-- start of Stored data --
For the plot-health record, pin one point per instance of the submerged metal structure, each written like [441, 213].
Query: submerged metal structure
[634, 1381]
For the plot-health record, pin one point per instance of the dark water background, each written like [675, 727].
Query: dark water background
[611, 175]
-- end of Stored data --
• **Given problem**:
Retype these lines exactly as they appear.

• **Exercise answer**:
For the plot-health record, pin one point per instance of the submerged metal structure, each written like [441, 213].
Query: submerged metal structure
[634, 1381]
For the plot-health record, pin one point per instance of the dark water background, each written like [675, 727].
Query: dark water background
[611, 175]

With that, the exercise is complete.